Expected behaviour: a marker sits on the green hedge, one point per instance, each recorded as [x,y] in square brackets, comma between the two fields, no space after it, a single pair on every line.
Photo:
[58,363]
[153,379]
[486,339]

--- Brief ---
Quote every record above exactly.

--- Solution to the exercise ---
Expected behaviour: a marker sits on the green hedge, one point per instance, each recorded as [x,y] in square brackets, comma between the two fields, no space after it, a single pair on every line.
Photo:
[58,363]
[153,379]
[486,339]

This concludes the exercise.